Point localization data
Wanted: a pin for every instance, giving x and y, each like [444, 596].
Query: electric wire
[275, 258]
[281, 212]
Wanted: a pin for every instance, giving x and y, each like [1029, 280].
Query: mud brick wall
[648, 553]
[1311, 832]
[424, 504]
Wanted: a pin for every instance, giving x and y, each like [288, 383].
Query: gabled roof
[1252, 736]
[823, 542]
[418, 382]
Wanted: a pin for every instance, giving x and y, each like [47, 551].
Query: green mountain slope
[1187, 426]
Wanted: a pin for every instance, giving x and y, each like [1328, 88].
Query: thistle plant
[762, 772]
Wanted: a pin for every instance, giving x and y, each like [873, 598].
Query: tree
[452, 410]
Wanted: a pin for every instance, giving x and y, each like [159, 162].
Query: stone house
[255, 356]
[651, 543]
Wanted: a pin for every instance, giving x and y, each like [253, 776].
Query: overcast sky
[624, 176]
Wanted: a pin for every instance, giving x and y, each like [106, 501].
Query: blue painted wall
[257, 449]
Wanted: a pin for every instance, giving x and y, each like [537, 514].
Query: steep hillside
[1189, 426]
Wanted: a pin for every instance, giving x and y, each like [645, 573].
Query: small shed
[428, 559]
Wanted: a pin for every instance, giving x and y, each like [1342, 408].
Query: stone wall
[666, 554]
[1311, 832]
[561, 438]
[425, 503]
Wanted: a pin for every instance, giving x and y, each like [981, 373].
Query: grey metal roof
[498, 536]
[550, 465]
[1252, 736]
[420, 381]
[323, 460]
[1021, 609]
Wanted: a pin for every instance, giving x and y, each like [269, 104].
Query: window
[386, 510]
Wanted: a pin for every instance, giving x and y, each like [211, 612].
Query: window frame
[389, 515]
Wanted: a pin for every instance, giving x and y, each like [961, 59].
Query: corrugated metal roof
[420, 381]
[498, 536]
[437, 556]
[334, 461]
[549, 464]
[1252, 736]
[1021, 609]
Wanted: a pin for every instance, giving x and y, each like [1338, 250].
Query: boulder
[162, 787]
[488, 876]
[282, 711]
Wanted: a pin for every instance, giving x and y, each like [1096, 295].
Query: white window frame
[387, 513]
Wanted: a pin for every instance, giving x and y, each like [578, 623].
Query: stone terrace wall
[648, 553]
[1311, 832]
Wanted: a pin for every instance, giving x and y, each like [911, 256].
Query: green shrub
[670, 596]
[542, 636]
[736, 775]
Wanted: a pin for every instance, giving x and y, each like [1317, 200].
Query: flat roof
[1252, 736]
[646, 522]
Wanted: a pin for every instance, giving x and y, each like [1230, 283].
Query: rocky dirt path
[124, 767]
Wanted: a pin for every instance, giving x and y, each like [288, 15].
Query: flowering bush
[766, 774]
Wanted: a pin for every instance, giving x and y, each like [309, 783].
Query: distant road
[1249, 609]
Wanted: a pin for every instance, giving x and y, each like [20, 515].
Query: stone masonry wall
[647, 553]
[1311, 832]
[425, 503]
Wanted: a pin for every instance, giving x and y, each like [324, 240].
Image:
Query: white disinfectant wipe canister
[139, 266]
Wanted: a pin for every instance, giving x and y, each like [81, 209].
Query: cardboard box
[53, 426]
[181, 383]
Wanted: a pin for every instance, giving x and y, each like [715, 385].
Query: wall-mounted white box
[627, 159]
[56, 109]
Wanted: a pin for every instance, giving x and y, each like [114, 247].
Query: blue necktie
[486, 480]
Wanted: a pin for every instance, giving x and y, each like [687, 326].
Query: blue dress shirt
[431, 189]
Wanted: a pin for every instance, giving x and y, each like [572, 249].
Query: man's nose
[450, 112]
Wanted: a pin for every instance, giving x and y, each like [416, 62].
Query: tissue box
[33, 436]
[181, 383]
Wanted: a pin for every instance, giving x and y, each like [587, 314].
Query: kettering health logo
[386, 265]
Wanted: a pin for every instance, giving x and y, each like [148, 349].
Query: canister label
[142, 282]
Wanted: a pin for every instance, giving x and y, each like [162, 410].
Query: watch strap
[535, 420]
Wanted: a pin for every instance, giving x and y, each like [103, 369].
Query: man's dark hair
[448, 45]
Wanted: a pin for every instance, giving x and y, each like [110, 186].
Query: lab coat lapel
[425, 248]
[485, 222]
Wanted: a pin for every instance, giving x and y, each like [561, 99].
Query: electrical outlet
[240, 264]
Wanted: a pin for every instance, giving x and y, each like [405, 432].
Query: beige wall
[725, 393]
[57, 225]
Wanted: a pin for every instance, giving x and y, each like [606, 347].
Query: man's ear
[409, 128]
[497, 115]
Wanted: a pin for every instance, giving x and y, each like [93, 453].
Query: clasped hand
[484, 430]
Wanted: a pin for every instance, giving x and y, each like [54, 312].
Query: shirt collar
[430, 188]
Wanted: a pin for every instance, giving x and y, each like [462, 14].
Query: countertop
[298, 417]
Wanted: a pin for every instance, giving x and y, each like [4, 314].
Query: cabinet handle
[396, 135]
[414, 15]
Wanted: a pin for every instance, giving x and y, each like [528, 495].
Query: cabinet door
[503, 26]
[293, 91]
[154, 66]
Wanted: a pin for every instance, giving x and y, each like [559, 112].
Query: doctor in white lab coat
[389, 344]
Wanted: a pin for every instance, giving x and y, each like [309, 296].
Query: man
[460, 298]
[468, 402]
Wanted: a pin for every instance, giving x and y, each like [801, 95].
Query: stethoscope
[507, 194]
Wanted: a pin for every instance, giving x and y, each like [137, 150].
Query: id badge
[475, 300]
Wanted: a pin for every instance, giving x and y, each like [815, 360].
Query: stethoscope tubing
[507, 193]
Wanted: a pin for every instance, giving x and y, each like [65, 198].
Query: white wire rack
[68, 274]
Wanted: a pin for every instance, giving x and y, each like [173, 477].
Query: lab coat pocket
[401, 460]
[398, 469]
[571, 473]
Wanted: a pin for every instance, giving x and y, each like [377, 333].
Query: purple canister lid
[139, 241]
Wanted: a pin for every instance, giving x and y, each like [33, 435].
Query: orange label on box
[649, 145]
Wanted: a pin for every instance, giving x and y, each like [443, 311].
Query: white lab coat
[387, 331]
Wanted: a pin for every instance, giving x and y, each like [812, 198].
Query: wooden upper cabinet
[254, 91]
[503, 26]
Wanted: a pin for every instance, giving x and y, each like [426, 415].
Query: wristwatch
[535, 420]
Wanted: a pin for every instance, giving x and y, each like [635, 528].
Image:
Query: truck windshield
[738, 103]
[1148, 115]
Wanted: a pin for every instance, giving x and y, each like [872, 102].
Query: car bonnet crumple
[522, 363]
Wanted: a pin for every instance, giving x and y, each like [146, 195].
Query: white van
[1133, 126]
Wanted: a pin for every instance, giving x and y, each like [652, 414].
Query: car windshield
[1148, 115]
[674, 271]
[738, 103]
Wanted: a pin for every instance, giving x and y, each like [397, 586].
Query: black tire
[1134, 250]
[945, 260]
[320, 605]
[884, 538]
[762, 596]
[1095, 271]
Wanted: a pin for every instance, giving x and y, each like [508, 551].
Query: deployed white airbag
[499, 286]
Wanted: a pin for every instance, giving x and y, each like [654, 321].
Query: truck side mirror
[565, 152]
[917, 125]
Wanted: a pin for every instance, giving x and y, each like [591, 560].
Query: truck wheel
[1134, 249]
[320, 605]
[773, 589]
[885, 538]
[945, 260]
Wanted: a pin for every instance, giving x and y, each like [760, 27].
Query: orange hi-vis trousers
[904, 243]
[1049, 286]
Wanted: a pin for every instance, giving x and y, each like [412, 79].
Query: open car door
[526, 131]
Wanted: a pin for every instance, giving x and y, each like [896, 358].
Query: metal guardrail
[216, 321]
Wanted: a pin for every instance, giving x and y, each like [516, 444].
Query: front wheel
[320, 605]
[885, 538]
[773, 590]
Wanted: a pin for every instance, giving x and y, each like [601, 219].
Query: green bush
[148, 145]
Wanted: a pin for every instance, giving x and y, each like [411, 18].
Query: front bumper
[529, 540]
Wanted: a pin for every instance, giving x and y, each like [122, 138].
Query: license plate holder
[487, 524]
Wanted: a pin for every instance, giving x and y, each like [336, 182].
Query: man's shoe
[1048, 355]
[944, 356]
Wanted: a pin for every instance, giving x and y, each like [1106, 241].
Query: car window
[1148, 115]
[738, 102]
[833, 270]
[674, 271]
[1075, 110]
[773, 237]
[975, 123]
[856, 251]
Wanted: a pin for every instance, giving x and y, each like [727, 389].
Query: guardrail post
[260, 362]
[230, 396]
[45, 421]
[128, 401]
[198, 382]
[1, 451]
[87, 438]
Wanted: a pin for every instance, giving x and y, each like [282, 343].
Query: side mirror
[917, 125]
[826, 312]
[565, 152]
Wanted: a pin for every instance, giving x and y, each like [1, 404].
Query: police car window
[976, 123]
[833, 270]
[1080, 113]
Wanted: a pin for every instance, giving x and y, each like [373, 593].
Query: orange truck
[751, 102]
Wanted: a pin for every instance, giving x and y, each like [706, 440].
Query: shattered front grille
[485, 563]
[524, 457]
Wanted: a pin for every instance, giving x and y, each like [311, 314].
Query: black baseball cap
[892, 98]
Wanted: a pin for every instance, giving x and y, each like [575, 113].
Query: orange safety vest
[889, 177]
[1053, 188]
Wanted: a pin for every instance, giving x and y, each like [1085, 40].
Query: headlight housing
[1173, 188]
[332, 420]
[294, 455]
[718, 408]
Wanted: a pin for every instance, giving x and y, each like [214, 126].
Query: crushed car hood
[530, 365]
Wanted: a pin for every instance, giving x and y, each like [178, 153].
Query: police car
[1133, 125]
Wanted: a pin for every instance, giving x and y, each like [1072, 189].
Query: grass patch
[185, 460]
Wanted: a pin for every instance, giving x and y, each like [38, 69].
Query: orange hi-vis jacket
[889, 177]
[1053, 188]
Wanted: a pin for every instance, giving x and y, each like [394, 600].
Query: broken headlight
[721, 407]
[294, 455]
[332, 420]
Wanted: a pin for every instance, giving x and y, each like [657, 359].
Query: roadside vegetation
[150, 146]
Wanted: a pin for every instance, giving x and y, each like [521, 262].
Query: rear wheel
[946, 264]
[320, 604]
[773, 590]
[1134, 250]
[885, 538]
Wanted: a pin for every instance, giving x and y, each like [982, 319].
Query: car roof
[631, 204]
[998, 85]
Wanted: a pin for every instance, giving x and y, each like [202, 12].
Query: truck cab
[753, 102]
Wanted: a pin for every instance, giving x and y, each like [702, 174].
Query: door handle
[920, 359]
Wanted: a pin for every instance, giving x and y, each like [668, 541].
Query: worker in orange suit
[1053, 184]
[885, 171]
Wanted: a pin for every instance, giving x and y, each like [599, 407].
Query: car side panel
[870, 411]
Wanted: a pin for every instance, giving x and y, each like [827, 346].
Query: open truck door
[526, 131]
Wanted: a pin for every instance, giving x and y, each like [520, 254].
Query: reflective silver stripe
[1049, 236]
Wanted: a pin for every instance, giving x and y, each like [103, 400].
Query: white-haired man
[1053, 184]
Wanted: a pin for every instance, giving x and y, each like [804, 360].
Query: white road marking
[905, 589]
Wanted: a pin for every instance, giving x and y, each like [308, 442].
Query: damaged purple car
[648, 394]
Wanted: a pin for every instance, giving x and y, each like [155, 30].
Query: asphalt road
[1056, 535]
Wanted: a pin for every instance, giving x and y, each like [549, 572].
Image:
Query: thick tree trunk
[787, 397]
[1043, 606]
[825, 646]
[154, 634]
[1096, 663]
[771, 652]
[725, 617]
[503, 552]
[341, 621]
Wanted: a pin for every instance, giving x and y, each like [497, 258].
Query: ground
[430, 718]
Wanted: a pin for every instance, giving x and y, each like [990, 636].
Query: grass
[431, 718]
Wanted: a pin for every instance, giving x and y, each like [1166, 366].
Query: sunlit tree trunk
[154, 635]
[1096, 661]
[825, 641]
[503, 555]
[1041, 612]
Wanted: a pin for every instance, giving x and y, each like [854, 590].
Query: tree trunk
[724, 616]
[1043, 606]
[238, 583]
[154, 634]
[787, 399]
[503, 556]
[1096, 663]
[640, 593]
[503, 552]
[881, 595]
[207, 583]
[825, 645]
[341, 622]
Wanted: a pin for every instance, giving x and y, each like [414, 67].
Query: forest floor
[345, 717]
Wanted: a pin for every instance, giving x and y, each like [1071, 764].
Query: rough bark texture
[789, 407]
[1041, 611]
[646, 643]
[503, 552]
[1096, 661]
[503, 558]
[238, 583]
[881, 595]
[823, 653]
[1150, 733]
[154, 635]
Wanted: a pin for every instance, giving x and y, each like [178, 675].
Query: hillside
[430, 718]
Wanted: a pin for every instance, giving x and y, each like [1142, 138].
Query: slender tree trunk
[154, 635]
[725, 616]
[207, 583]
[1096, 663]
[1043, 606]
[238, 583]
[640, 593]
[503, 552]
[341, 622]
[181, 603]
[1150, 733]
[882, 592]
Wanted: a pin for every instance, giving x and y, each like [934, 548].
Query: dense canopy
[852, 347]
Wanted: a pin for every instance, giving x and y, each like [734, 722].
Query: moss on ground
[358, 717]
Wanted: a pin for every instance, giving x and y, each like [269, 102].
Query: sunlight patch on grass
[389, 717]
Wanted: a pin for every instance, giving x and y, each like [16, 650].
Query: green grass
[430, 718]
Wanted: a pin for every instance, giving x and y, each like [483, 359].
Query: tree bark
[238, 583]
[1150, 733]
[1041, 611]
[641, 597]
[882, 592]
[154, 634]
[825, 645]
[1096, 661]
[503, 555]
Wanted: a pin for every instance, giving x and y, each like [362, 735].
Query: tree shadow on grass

(Task prompt)
Start with the line above that contains "Query: front bumper" and stop after the line that contains "like [1, 404].". Output those lines exactly, and only those.

(Your response)
Query: front bumper
[529, 540]
Wanted: a pin for every instance, giving x and y, each like [122, 138].
Query: license plate holder
[487, 524]
Wanted: a pin for every instance, giving x and y, each like [336, 182].
Query: man's shoe
[1048, 355]
[944, 356]
Wanted: a pin for every instance, giving x and y, each like [1106, 241].
Query: car window
[1148, 115]
[738, 102]
[833, 270]
[674, 271]
[1075, 110]
[773, 237]
[975, 123]
[856, 251]
Wanted: a pin for every instance, giving x and y, each like [727, 389].
Query: guardrail post
[260, 362]
[230, 396]
[45, 421]
[128, 401]
[198, 382]
[1, 451]
[87, 438]
Wanted: a pin for every instance, giving x and y, each like [282, 343].
Query: side mirror
[917, 125]
[826, 312]
[565, 152]
Wanted: a pin for every instance, giving x and y, each like [1, 404].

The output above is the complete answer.